Rewrite the lines of the entries below, beginning with the line containing "point: the window, center" and continuing through the end of the entries. Reproduce every line in that span, and multiply each x and y coordinate in the answer points by 0.55, rounding to whole numbers with halves rounded up.

Point annotation records
▼

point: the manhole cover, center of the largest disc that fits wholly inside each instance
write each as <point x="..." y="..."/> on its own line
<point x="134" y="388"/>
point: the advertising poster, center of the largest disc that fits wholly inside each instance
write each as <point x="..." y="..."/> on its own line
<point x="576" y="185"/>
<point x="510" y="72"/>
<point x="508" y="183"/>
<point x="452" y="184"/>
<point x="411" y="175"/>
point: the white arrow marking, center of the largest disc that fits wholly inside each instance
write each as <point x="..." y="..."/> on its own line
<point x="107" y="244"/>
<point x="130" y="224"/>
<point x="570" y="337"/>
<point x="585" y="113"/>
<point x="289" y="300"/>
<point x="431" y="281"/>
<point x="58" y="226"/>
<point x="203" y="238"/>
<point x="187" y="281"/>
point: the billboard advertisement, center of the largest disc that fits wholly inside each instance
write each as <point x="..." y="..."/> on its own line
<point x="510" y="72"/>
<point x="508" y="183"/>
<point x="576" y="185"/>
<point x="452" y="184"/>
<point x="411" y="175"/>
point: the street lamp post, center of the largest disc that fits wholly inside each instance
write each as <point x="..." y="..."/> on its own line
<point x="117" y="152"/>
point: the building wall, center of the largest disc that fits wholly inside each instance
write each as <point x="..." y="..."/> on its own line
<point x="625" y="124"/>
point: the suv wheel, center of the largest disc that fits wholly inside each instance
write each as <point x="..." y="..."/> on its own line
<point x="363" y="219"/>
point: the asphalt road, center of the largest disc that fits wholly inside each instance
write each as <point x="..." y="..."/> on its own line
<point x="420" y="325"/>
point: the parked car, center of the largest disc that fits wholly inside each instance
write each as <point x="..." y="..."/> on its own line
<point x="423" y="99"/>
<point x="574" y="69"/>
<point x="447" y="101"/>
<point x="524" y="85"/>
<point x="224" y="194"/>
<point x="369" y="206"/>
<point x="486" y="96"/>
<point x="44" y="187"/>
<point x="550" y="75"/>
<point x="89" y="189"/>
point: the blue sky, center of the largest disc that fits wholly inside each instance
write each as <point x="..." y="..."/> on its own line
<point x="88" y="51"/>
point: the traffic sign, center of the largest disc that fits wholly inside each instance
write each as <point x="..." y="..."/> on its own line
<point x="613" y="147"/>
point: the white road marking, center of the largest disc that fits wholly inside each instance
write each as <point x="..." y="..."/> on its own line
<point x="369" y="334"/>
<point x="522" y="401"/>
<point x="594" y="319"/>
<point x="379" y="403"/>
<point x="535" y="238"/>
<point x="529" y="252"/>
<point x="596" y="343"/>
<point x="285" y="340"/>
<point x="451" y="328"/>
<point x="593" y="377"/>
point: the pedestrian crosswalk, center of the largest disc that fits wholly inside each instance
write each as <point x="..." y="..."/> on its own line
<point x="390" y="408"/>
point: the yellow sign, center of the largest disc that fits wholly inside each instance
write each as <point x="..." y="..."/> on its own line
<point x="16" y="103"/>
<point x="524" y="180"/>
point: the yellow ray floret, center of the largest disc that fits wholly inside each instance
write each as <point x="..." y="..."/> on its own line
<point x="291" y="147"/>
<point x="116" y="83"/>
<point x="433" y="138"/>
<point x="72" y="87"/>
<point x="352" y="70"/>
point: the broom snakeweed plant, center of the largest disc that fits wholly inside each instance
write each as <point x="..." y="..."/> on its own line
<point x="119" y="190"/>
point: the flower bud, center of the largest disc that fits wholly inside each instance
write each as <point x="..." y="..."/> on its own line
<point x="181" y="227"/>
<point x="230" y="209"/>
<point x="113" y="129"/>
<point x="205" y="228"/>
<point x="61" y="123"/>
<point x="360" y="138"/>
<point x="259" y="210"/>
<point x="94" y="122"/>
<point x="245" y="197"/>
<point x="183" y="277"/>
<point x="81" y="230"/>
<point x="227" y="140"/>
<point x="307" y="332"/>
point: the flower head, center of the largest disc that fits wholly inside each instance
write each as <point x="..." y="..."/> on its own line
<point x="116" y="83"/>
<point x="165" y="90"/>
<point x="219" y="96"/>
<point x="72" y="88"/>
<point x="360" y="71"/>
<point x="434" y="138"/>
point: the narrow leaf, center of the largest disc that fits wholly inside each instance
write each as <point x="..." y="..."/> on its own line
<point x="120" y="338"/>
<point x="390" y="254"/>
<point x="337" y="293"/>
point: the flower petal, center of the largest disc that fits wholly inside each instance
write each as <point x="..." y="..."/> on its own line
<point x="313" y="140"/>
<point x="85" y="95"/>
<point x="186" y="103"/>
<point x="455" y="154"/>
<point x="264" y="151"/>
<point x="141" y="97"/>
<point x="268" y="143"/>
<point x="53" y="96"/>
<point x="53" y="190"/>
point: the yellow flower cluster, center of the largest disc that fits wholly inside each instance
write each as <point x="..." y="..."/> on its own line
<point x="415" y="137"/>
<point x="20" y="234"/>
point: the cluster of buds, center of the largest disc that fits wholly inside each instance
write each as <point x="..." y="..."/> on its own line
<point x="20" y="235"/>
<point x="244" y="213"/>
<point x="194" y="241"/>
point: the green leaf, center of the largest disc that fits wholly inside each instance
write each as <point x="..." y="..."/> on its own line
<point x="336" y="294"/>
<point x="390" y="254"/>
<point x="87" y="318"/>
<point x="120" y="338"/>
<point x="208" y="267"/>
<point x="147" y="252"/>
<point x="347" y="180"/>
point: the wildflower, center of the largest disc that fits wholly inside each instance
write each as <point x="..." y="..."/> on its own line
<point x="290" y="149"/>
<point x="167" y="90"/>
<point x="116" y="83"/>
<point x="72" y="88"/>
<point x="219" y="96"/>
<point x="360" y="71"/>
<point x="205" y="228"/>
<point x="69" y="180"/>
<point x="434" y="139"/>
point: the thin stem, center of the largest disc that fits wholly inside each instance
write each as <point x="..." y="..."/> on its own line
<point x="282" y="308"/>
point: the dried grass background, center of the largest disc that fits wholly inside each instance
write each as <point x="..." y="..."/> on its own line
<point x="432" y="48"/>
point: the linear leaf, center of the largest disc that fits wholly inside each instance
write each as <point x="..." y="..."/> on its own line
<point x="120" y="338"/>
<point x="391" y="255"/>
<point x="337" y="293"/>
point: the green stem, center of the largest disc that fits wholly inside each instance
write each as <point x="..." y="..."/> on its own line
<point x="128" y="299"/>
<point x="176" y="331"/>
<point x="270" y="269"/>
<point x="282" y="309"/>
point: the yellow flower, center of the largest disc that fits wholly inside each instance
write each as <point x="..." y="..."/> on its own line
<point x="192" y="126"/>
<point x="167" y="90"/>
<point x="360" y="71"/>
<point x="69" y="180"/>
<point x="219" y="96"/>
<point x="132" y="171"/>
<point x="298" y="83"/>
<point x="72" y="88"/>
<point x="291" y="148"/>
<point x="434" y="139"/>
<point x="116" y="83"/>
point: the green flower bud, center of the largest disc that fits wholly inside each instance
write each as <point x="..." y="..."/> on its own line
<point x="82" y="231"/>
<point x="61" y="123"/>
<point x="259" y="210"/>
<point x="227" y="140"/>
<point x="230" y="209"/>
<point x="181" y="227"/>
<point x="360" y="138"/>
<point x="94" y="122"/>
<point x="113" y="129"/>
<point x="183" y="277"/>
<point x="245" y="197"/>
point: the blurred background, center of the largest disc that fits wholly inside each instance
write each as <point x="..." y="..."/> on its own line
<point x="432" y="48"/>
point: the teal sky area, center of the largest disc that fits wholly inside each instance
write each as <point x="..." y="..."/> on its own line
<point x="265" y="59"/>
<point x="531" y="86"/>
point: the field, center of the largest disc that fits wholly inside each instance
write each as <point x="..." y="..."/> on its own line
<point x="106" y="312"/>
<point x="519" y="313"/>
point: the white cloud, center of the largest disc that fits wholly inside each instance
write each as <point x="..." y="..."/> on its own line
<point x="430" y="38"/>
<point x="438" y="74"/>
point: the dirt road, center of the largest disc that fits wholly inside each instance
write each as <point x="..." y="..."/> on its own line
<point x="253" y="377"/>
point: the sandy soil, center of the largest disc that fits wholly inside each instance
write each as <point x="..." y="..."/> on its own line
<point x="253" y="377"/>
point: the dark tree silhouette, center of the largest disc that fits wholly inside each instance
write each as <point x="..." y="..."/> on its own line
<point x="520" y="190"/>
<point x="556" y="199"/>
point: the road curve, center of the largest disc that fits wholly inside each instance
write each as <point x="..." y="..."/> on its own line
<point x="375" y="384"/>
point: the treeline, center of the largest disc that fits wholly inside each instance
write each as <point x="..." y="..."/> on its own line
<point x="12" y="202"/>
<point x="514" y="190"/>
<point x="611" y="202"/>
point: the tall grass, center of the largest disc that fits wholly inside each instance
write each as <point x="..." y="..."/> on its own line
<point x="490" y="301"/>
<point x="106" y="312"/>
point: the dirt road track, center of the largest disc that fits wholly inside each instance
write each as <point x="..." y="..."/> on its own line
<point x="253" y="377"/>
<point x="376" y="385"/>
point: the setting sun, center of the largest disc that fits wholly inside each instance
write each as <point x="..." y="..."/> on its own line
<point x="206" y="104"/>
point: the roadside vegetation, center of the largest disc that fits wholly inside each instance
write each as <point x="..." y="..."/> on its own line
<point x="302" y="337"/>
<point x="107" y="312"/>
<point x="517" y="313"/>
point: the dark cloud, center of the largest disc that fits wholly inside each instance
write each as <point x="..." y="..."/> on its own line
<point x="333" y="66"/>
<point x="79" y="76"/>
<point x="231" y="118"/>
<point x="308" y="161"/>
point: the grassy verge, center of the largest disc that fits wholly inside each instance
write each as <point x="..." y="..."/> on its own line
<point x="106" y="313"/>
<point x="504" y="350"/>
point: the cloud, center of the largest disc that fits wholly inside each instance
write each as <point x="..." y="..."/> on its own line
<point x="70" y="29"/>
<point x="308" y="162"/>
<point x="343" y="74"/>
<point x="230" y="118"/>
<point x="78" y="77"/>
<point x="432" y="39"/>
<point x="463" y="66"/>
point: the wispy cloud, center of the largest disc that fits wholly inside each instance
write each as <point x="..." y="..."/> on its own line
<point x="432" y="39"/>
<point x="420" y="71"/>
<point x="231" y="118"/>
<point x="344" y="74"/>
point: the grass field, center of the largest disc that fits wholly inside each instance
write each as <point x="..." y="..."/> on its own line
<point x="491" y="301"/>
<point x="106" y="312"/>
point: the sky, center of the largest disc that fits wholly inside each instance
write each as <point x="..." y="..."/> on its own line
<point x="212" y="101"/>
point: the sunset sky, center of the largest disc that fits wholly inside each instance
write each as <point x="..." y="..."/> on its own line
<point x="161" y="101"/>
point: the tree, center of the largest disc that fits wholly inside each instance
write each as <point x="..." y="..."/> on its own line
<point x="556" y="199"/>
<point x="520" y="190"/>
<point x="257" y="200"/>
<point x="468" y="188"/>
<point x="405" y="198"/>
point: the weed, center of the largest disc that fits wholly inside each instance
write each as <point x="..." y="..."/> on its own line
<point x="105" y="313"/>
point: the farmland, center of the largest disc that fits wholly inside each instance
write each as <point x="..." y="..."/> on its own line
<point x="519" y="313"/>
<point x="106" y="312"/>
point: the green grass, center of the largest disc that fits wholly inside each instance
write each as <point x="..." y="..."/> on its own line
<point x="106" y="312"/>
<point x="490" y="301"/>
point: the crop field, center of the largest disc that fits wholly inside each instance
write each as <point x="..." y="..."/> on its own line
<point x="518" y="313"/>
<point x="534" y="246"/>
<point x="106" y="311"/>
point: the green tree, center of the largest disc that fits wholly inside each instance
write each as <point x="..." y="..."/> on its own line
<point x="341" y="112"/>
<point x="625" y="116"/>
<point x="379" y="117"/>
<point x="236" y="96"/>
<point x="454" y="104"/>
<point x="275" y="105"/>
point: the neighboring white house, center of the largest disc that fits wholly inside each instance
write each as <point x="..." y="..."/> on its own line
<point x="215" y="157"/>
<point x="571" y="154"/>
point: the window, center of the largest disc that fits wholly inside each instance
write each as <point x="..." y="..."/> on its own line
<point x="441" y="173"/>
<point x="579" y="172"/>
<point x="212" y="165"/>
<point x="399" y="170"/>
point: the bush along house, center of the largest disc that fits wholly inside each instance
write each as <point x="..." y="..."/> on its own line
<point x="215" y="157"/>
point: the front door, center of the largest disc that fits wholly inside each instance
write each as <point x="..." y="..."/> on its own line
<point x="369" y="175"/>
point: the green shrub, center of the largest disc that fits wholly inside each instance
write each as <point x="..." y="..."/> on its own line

▲

■ OUTPUT BELOW
point: the window, center of the largest disc that fits wholly inside each instance
write each as <point x="..." y="..."/> on its own line
<point x="243" y="95"/>
<point x="318" y="95"/>
<point x="117" y="91"/>
<point x="219" y="94"/>
point: the bush along house, center of the largest disc that fits wholly inside each instance
write each as <point x="..." y="..."/> on its own line
<point x="118" y="86"/>
point: the front door, center of the largest disc that fits wholly inside each instance
write each as <point x="..." y="..."/> on its own line
<point x="203" y="96"/>
point: the green shrub, center of the largest disc that fits wholly inside each instance
write each as <point x="..." y="..."/> on its own line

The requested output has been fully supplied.